— Start of INPUT DATA —

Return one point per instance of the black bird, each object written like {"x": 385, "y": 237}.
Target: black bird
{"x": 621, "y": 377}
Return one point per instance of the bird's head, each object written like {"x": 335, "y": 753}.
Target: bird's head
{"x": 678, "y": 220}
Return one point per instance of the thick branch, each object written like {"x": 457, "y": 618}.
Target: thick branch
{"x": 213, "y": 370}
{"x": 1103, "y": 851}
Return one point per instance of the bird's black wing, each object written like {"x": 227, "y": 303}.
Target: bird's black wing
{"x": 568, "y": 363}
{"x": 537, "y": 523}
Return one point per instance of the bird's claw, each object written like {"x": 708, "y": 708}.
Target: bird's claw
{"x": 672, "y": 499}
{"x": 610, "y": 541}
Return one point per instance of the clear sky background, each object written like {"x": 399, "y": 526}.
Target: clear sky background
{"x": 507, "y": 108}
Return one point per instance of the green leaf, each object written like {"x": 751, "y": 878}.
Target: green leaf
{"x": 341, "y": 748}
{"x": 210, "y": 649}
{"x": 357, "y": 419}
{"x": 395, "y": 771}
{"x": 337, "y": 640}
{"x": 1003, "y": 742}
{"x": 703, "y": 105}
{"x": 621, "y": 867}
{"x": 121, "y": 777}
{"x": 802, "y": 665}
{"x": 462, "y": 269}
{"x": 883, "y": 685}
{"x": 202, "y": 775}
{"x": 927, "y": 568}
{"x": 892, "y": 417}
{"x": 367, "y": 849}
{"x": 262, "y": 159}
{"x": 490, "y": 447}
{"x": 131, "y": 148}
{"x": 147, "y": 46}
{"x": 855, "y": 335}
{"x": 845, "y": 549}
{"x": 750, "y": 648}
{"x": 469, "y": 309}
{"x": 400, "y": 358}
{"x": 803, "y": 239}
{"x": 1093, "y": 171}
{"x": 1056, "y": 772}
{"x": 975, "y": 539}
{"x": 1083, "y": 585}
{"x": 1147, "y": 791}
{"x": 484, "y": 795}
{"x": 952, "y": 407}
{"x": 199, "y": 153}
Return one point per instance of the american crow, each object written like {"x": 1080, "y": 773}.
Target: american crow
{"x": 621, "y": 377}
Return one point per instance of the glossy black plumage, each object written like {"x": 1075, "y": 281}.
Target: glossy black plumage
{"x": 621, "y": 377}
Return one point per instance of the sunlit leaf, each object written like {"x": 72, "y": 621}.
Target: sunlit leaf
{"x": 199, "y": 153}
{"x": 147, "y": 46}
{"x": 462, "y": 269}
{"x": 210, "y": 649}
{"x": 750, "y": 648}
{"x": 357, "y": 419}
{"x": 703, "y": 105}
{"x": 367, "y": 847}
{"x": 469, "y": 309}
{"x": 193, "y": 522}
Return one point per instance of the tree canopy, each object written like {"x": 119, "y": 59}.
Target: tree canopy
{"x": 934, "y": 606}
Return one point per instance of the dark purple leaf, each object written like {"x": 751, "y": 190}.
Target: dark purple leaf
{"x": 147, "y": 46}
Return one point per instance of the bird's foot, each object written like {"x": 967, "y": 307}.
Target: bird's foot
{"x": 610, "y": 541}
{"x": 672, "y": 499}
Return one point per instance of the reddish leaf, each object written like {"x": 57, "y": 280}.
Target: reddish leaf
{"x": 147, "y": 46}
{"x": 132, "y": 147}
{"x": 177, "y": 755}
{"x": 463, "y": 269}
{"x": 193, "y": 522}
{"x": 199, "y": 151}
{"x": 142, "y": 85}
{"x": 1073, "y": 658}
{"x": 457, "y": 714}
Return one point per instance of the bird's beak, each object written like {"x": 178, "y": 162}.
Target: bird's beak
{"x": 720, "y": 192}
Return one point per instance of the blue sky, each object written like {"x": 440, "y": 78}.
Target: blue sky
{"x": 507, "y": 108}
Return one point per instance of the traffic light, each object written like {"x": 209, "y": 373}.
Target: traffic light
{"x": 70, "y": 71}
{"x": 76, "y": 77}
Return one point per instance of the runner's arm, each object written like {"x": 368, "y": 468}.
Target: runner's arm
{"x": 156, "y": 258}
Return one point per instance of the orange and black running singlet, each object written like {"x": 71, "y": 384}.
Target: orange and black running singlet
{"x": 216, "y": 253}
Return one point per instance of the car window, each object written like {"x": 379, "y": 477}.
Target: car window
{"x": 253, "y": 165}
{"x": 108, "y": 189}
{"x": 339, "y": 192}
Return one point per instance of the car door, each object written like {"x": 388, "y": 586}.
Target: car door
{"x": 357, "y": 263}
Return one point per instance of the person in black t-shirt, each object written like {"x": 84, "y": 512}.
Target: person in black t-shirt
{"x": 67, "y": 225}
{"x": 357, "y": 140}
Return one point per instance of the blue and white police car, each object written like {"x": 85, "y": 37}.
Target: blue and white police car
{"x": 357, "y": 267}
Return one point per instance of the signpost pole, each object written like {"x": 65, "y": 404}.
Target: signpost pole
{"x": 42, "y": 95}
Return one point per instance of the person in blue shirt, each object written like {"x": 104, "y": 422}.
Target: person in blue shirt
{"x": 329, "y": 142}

— End of INPUT DATA —

INSTRUCTIONS FOR THE TASK:
Copy all of the data above line for line, changing nothing.

RESULT FOR THIS TASK:
Return one point per instance of the black bird, each object written like {"x": 385, "y": 237}.
Target: black bird
{"x": 621, "y": 377}
Return one point per instance of the bird's head, each object written like {"x": 335, "y": 753}.
Target: bird's head
{"x": 678, "y": 220}
Return one point per instance of the thick branch, each object written like {"x": 457, "y": 618}.
Target: thick branch
{"x": 213, "y": 370}
{"x": 1103, "y": 851}
Return one point per instance of the bird's black wing, each object written like {"x": 227, "y": 303}.
Target: bird's black wing
{"x": 568, "y": 363}
{"x": 537, "y": 523}
Return one point per instance of the bird's claw, each object written like {"x": 708, "y": 708}.
Target: bird's claw
{"x": 672, "y": 499}
{"x": 610, "y": 541}
Return one point per instance of the clear sky background, each object written like {"x": 399, "y": 526}.
Target: clear sky background
{"x": 507, "y": 108}
Return one point per instance of the green leaf, each object written like {"x": 751, "y": 878}.
Target: green leaf
{"x": 341, "y": 748}
{"x": 210, "y": 649}
{"x": 357, "y": 419}
{"x": 395, "y": 771}
{"x": 337, "y": 640}
{"x": 1003, "y": 742}
{"x": 703, "y": 105}
{"x": 621, "y": 867}
{"x": 121, "y": 777}
{"x": 802, "y": 665}
{"x": 462, "y": 269}
{"x": 883, "y": 685}
{"x": 202, "y": 775}
{"x": 927, "y": 568}
{"x": 892, "y": 417}
{"x": 367, "y": 849}
{"x": 262, "y": 159}
{"x": 490, "y": 447}
{"x": 131, "y": 148}
{"x": 147, "y": 46}
{"x": 855, "y": 335}
{"x": 845, "y": 549}
{"x": 750, "y": 648}
{"x": 469, "y": 309}
{"x": 400, "y": 358}
{"x": 803, "y": 239}
{"x": 1093, "y": 171}
{"x": 1056, "y": 772}
{"x": 975, "y": 539}
{"x": 1083, "y": 585}
{"x": 1147, "y": 791}
{"x": 484, "y": 795}
{"x": 952, "y": 407}
{"x": 199, "y": 153}
Return one point per instance of the american crow, each object written like {"x": 1080, "y": 773}.
Target: american crow
{"x": 621, "y": 377}
Return one point per instance of the glossy black plumage, each object written like {"x": 1075, "y": 281}.
Target: glossy black plumage
{"x": 621, "y": 377}
Return one point per instance of the sunlit leaf, each object written like {"x": 72, "y": 621}.
Target: sunlit leaf
{"x": 199, "y": 153}
{"x": 147, "y": 46}
{"x": 462, "y": 269}
{"x": 210, "y": 649}
{"x": 750, "y": 648}
{"x": 357, "y": 419}
{"x": 703, "y": 105}
{"x": 367, "y": 847}
{"x": 469, "y": 309}
{"x": 193, "y": 522}
Return one point per instance of the tree canopy, each object written like {"x": 119, "y": 59}.
Target: tree canopy
{"x": 934, "y": 606}
Return one point per instance of the dark purple leaf, each object written like {"x": 751, "y": 190}.
Target: dark purple leaf
{"x": 147, "y": 46}
Return one point per instance of the bird's foot, each object written like {"x": 967, "y": 307}.
Target: bird's foot
{"x": 610, "y": 541}
{"x": 672, "y": 499}
Return one point per instance of the reddish leaf, each object written like {"x": 57, "y": 280}.
Target: reddish leaf
{"x": 147, "y": 46}
{"x": 132, "y": 147}
{"x": 177, "y": 755}
{"x": 463, "y": 269}
{"x": 193, "y": 522}
{"x": 199, "y": 151}
{"x": 142, "y": 85}
{"x": 1073, "y": 658}
{"x": 457, "y": 714}
Return one point per instance of the bird's beak, each object written like {"x": 178, "y": 162}.
Target: bird's beak
{"x": 720, "y": 192}
Return one point per instance of the blue sky, each object written like {"x": 440, "y": 78}.
Target: blue sky
{"x": 507, "y": 108}
Return one point per instance of the traffic light, each object written like {"x": 209, "y": 373}.
Target: traffic light
{"x": 70, "y": 71}
{"x": 76, "y": 77}
Return one point per instance of the runner's arm, each object written like {"x": 368, "y": 468}.
Target: runner's arm
{"x": 156, "y": 258}
Return one point per instance of the orange and black running singlet, each object written like {"x": 71, "y": 384}.
Target: orange and black running singlet
{"x": 216, "y": 253}
Return one point per instance of the car window, each object written like {"x": 379, "y": 477}.
Target: car window
{"x": 253, "y": 165}
{"x": 108, "y": 189}
{"x": 339, "y": 192}
Return one point per instance of the car door, each object written like {"x": 388, "y": 586}.
Target: car door
{"x": 357, "y": 263}
Return one point per instance of the person in black t-shirt, each object written like {"x": 84, "y": 512}.
Target: person in black t-shirt
{"x": 67, "y": 225}
{"x": 357, "y": 140}
Return one point per instance of the blue and white police car, each object written like {"x": 85, "y": 37}.
Target: blue and white police car
{"x": 357, "y": 267}
Return one point per instance of the signpost pole, each object written like {"x": 65, "y": 404}.
Target: signpost pole
{"x": 42, "y": 95}
Return one point per instance of the person in blue shirt, each object written like {"x": 104, "y": 422}.
Target: person in blue shirt
{"x": 329, "y": 142}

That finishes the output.